**What is expected**.
Return every line of the material below verbatim, with no additions, omissions, or changes.

**Stored data**.
---------------

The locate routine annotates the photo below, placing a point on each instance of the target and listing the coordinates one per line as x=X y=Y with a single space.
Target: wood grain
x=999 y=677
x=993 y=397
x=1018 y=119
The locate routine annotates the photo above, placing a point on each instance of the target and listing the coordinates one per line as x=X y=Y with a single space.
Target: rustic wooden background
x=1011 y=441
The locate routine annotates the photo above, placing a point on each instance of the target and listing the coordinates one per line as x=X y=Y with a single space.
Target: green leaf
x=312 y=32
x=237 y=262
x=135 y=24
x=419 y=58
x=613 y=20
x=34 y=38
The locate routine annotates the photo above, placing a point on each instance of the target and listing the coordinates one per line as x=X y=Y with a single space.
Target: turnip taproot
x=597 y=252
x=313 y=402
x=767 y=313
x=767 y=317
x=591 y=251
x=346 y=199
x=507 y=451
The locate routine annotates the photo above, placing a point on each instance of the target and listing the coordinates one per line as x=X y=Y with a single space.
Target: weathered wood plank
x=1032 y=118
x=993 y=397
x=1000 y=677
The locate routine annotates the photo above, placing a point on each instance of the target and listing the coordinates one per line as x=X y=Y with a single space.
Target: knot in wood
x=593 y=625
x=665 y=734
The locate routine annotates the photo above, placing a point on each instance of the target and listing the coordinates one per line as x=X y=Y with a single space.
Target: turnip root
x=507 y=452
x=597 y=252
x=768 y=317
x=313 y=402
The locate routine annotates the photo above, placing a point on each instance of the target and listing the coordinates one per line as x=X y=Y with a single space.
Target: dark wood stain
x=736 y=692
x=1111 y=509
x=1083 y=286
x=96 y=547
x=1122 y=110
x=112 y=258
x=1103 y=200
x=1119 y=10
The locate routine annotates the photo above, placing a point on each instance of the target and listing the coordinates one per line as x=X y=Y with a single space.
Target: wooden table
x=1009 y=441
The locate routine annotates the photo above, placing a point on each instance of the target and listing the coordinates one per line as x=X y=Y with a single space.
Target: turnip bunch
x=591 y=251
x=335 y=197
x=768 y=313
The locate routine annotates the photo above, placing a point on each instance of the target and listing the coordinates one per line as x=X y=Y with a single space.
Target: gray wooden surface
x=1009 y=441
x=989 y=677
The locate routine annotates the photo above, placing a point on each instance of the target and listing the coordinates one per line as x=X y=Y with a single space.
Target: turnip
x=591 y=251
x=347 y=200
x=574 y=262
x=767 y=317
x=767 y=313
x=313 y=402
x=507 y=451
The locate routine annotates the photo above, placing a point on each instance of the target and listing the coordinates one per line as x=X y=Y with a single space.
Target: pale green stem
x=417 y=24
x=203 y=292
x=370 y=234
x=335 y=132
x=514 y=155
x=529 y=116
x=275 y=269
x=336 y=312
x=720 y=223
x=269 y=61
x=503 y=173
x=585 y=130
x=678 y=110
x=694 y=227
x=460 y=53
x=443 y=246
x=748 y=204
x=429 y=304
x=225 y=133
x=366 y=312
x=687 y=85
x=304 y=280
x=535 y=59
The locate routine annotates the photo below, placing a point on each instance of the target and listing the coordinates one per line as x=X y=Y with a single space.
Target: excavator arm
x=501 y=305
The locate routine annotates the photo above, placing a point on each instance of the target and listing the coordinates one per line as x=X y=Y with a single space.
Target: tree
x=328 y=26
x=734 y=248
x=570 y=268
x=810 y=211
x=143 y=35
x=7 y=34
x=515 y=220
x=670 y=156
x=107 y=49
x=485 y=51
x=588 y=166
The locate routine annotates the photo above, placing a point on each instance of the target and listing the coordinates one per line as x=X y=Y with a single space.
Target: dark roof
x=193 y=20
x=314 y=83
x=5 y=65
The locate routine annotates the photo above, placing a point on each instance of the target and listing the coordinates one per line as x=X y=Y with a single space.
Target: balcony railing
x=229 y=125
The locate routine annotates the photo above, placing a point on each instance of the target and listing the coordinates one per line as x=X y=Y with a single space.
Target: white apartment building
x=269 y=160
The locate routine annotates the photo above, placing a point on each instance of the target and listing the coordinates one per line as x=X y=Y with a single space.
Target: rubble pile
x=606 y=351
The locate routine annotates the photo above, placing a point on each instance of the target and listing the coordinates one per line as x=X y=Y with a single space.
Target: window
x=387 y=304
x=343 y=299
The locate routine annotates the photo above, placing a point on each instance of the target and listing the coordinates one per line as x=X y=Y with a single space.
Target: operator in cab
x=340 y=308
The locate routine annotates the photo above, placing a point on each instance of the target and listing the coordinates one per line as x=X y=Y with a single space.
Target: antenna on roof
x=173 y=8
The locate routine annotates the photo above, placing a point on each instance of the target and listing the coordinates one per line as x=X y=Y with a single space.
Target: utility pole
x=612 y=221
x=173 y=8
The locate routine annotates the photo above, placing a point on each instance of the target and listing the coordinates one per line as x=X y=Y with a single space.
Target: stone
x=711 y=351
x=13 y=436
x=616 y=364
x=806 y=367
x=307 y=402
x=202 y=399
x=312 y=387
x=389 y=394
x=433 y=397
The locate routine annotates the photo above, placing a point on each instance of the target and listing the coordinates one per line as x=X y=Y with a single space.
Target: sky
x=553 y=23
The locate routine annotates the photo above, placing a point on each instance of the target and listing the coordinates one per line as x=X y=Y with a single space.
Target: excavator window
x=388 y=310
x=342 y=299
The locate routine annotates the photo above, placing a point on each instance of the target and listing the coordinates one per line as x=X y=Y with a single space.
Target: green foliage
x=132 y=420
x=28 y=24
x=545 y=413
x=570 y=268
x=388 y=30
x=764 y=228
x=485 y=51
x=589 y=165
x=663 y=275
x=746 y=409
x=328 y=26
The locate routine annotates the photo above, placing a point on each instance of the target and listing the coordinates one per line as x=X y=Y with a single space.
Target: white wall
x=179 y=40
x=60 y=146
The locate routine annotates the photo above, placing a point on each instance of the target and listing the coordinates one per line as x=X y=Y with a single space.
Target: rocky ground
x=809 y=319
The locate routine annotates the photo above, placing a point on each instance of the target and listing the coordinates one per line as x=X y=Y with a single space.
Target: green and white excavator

---------------

**Exercise result**.
The locate routine annotates the photo below, placing a point on each instance of the target and listing the coordinates one per line as x=X y=Y with a single space.
Target: wood grain
x=999 y=677
x=993 y=397
x=1018 y=119
The locate routine annotates the photo above, placing a point on each instance of the target and listing the coordinates one per line as x=X y=Y with a single space.
Target: rustic wooden background
x=1011 y=441
The locate routine annotates the photo above, placing a point on each instance of the target and listing the coordinates one per line as x=X y=Y with a single space.
Target: green leaf
x=312 y=32
x=237 y=262
x=135 y=24
x=419 y=58
x=613 y=20
x=34 y=38
The locate routine annotates the photo above, placing a point on each instance of the target and listing the coordinates one per line as x=X y=Y with a single space.
Target: turnip taproot
x=597 y=252
x=313 y=402
x=767 y=313
x=767 y=317
x=591 y=251
x=346 y=199
x=507 y=451
The locate routine annotates the photo above, placing a point on each instance of the target and listing the coordinates one per line as x=X y=Y with a single space.
Target: weathered wood plank
x=1032 y=118
x=993 y=397
x=1000 y=677
The locate routine annotates the photo above, placing a point on each instance of the target and listing the coordinates one per line as x=X y=Y with a single space.
Target: knot in wood
x=593 y=625
x=665 y=734
The locate routine annotates the photo above, placing a point on each instance of the target and listing the coordinates one per line as x=X y=Y with a single space.
Target: turnip root
x=507 y=452
x=597 y=252
x=768 y=317
x=313 y=402
The locate routine annotates the photo above, placing a point on each instance of the target and listing the coordinates one per line as x=X y=Y with a single space.
Target: dark wood stain
x=736 y=692
x=1111 y=509
x=1083 y=286
x=96 y=547
x=1122 y=110
x=112 y=258
x=1103 y=200
x=1119 y=10
The locate routine annotates the photo above, placing a point on each instance of the target and listing the coordinates one per line as x=X y=Y with a single space.
Target: wooden table
x=1009 y=441
The locate routine annotates the photo above, placing a point on each instance of the target and listing the coordinates one per line as x=X y=Y with a single space.
Target: turnip bunch
x=591 y=251
x=335 y=197
x=768 y=313
The locate routine annotates the photo above, placing a point on each instance of the target and listing the coordinates one per line as x=X y=Y with a single space.
Target: gray wooden surface
x=1009 y=441
x=989 y=677
The locate routine annotates the photo above, placing a point on each instance of the target and listing the coordinates one per line as x=X y=Y with a single space.
Target: turnip
x=591 y=251
x=347 y=200
x=574 y=262
x=767 y=317
x=767 y=313
x=313 y=402
x=507 y=451
The locate routine annotates the photo above, placing a point on each instance of the target and listing the coordinates one per line as x=X y=Y with a single space.
Target: pale green stem
x=417 y=24
x=203 y=292
x=370 y=234
x=335 y=132
x=514 y=155
x=529 y=116
x=275 y=269
x=336 y=312
x=720 y=223
x=269 y=61
x=503 y=173
x=585 y=130
x=678 y=110
x=694 y=227
x=460 y=53
x=443 y=246
x=748 y=204
x=429 y=304
x=225 y=133
x=366 y=312
x=687 y=85
x=304 y=280
x=535 y=59
The locate routine annotates the photo below, placing a point on each instance of the target and listing the coordinates one per line as x=X y=Y with a single space.
Target: excavator arm
x=501 y=305
The locate routine annotates the photo above, placing a point on each instance of the target and listing the coordinates one per line as x=X y=Y with a single space.
Target: tree
x=328 y=26
x=734 y=248
x=570 y=268
x=810 y=211
x=143 y=35
x=7 y=34
x=515 y=220
x=670 y=156
x=107 y=49
x=485 y=51
x=588 y=166
The locate routine annotates the photo above, placing a point on each instance of the target and listing the coordinates one per line as x=X y=Y with a single space.
Target: dark roof
x=193 y=20
x=314 y=83
x=5 y=65
The locate routine annotates the photo above, placing a point on each instance of the target and listing the coordinates one per line as x=X y=Y with a single space.
Target: balcony railing
x=229 y=125
The locate routine annotates the photo above, placing a point on each instance of the target and listing the coordinates one per line as x=X y=Y with a single space.
Target: white apartment building
x=269 y=160
The locate routine annotates the photo above, placing a point on each instance of the target and listing the coordinates one per line as x=X y=Y with a single space.
Target: rubble pile
x=606 y=351
The locate routine annotates the photo above, placing a point on each instance of the target and listing the coordinates one per line as x=X y=Y with a single space.
Target: window
x=387 y=304
x=343 y=299
The locate routine annotates the photo above, placing a point on each instance of the target and listing the coordinates one per line as x=X y=Y with a single space.
Target: operator in cab
x=340 y=308
The locate routine annotates the photo above, placing a point on each instance of the target and listing the coordinates one per line as x=X y=Y with a single space.
Target: antenna on roof
x=173 y=8
The locate routine annotates the photo above, placing a point on each instance of the target and listing the coordinates one per line as x=X y=Y with a single space.
Target: utility pole
x=612 y=221
x=173 y=8
The locate routine annotates the photo above, placing a point on each instance of the target and listing the coordinates one per line as x=X y=Y with a single space.
Target: stone
x=711 y=351
x=13 y=436
x=616 y=364
x=806 y=367
x=307 y=402
x=202 y=399
x=312 y=387
x=389 y=394
x=433 y=397
The locate routine annotates the photo above, placing a point on each instance of the target and listing the coordinates one per line as x=X y=Y with a single space.
Target: sky
x=553 y=23
The locate routine annotates the photo above, placing a point on each instance of the target and listing the coordinates one per line as x=X y=Y with a single space.
Target: excavator window
x=388 y=310
x=342 y=299
The locate routine annotates the photo above, placing a point on each instance of the target and listing the coordinates one per line as x=X y=Y with a single space.
Target: green foliage
x=132 y=420
x=28 y=24
x=545 y=413
x=570 y=268
x=388 y=30
x=764 y=228
x=485 y=51
x=589 y=165
x=663 y=275
x=746 y=409
x=328 y=26
The locate routine annotates the photo above, placing a point on each instance of the target and listing the coordinates one per line as x=X y=Y with a single space.
Target: white wall
x=179 y=40
x=60 y=146
The locate routine annotates the photo above, placing a point on each instance of the target and listing the coordinates one per line as x=X y=Y with a single space.
Target: rocky ground
x=809 y=319
The locate routine annotates the photo above, placing a point on each instance of the target and listing the coordinates one per line as x=X y=Y with a single space.
Target: green and white excavator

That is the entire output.